### [Stated exercise A]
Output the listing as a JSON array of strings with one string per line, skipping blank lines, starting with the line that contains "Where can you see the concrete barrier?" and going on through the end of the listing.

# start of Passage given

Ray isn’t a man with his own code of morals though, as he questions how good Wayne Carey is as a person, asking how a man could ‘make a mistake’ by sleeping with his best mates wife. Elsewhere, he says he has no issues with the Mardi Gras, but then spits forth a ‘no homo’-esque string of words when Max says he’s quite an attractive man.
Later, as we see Ray and Max drive Benny (Kane Mason) to a nondescript place, they stop by the side of the road to let Mason to let him go to the toilet. We watch as Ray and Max wait, having a friendly discussion with Benny as he heads back to the car. Swiftly, Ray shoots him multiple times in the back, with Benny crumpling to the ground instantly. A title card states that ‘nobody has reported him missing’, making the dialogue of Ray talking about him being a friend, and ensuring that he didn’t suffer, carry a heavier weight than expected. In these moments, it’s clear that Ray operates in a world of outcasts, of the socially bereft, devoid from any grounded connection with the community at large.
Ben didn’t have to die, but because of Ray’s own internal narrative, he had to. The same internal narrative that stumbles within Ray’s mind also decides the fate for Tony (Ben Walker) – a father, a man with an estranged wife, a man who made errors in his life and whose life hangs in the balance throughout most of the film. Ray thinks aloud about what fate is best for Tony, considering his path for redemption or what may come from being given a second chance. Freedom is a sanctuary, and prison is a fate worse than death. So if he is not worthy of freedom, then death is better than anything else. For Ray, he decides who gets freedom and who doesn’t, and it’s that notional decision making that puts The Magician on a taut tight walk of tension.
Ray operates within his own version of truth; an argument about whether Clint Eastwood was in The Dirty Dozen or not highlights his stubbornness, with Ray steadfast that he was. He doesn’t care about ‘the truth’, he just wants to be right. It doesn’t matter that he’s clearly wrong, because in his mind, his correctness was never in doubt. He’s not a conspiracy spewing maniac, but you can see how the strings attach him to those who are. What differentiates him from those figures is the fact that we learn who Ray is as a person, and understand why he is the way he is, helping us empathise and understand him.
Yet, this empathy is one that should only be afforded fictional characters. While we adorn Jacob Angeli with social-media infamy, ensuring he lives on in meme-culture, we do so in a manner that seems like mocking and criticism, but instead it feels more like an acceptance and celebration of his actions. And with celebration and deification comes empathy and acceptance. This is the same celebration that we slathered Mark ‘Chopper’ Read with, that Andrew Dominik masterfully deconstructed in 2000. This is the same celebration that the Australian perpetrator of the Christchurch massacre in 2019 sought, but was denied by the world.
The path to celebrity, infamy, and a status akin to being a God, comes from many avenues, and one of those paths is violence. Whether it be online hate speech, insurrections, or self-recorded acts of criminality, the chaos that criminals choose to wreak on the world can lead them to becoming spokespersons on nightly news. Authors of their own destiny and having some kind of authorial authority approved by the media at large. These people, predominantly men, don’t see their actions as illegal, but rather the only path to justice for them, and we have continually allowed it.
There’s something to be said about ‘being remembered’ when we’re gone – a notion that seems almost absurd given the billions of people who call this planet home. Ray records his ‘last words’, actively searching for something meaningful to say, neglecting the realisation that sometimes meaning comes from the actions we make. For the insurrectionists, the murderers, the wreakers of havoc and chaos, that might mean causing destruction and pain, sinking them into the history books, and creating a pall across time that leads them to have fables written about them, as if Jack the Ripper were some mythical creature.

# end of Passage given
# start of Records supplied

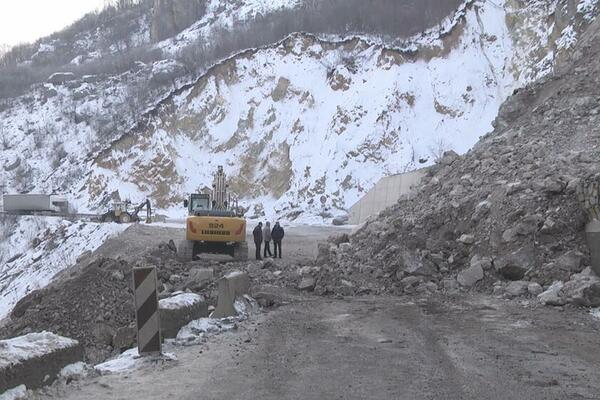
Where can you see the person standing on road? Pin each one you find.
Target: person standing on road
(277, 236)
(257, 233)
(267, 240)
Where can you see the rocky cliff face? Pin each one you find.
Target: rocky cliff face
(170, 17)
(314, 143)
(506, 211)
(304, 126)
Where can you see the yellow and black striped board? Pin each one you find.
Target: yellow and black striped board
(146, 310)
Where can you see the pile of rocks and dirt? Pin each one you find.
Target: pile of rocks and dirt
(505, 217)
(94, 304)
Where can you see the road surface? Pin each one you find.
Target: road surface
(472, 347)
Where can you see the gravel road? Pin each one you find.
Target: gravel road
(465, 347)
(378, 348)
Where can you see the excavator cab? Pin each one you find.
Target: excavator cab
(198, 204)
(215, 223)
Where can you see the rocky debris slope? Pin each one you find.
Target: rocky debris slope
(505, 212)
(93, 303)
(376, 109)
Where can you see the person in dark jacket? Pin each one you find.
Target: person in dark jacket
(277, 235)
(267, 240)
(257, 233)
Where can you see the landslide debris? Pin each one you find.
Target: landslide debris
(507, 211)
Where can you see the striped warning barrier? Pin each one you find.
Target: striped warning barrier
(588, 194)
(146, 310)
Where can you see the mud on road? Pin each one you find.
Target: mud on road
(469, 347)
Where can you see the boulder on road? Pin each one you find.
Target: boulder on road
(470, 276)
(231, 286)
(307, 283)
(179, 310)
(583, 289)
(517, 288)
(199, 278)
(552, 296)
(534, 288)
(514, 266)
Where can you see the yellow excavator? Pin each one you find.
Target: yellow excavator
(215, 223)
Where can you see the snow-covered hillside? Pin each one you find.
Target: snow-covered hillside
(304, 126)
(39, 248)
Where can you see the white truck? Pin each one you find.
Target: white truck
(34, 203)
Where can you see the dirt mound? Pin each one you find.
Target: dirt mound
(506, 211)
(89, 307)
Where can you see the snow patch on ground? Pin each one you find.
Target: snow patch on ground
(18, 393)
(75, 371)
(33, 345)
(587, 8)
(595, 312)
(180, 301)
(131, 360)
(198, 330)
(38, 248)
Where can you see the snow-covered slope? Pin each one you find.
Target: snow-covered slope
(310, 125)
(304, 126)
(38, 248)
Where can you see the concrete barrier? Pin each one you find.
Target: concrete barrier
(385, 193)
(179, 310)
(231, 286)
(35, 359)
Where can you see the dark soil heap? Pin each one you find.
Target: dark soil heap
(508, 208)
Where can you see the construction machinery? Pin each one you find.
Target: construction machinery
(215, 223)
(120, 212)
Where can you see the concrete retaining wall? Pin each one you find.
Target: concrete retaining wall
(231, 286)
(385, 193)
(35, 360)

# end of Records supplied

### [Stated exercise B]
Write the next part of the review of The Magician, continuing from its final sentence.

### [Task response A]
[
  "Where can you see the concrete barrier? Pin each one you find.",
  "Target: concrete barrier",
  "(385, 193)",
  "(179, 310)",
  "(231, 286)",
  "(35, 359)",
  "Where can you see the dark soil heap? Pin each one you find.",
  "Target: dark soil heap",
  "(508, 208)",
  "Where can you see the construction machinery? Pin each one you find.",
  "Target: construction machinery",
  "(215, 223)",
  "(120, 212)",
  "Where can you see the concrete retaining wall? Pin each one you find.",
  "Target: concrete retaining wall",
  "(231, 286)",
  "(385, 193)",
  "(35, 360)"
]

### [Task response B]
The truth is, many of us will be forgotten, and many of us will have no lasting legacy beyond the last gasp of our lives. It’s less a matter of whether someone will miss us when we’re gone, and more a question of whether we deserve to be missed. Violent actions or not, the figures in The Magician are examples of a slice of society that is cruelly neglected and left to thrash against each other like raging beasts in a deathpit at a metal concert, forever flinging arms at one another blindly, dousing strangers in sweat and fury.
Society as a whole, through incremental government decisions, has encompassed these groups in strains of poverty and desolation. It’s almost inevitable that they turn to lives of drug running or petty crime, corralled by each other by a vague code of acceptable actions. The Magician is less interested in the minutia of how lives are decided by Ray, but there’s enough to glean that there’s little in the way of reflective thinking taking place.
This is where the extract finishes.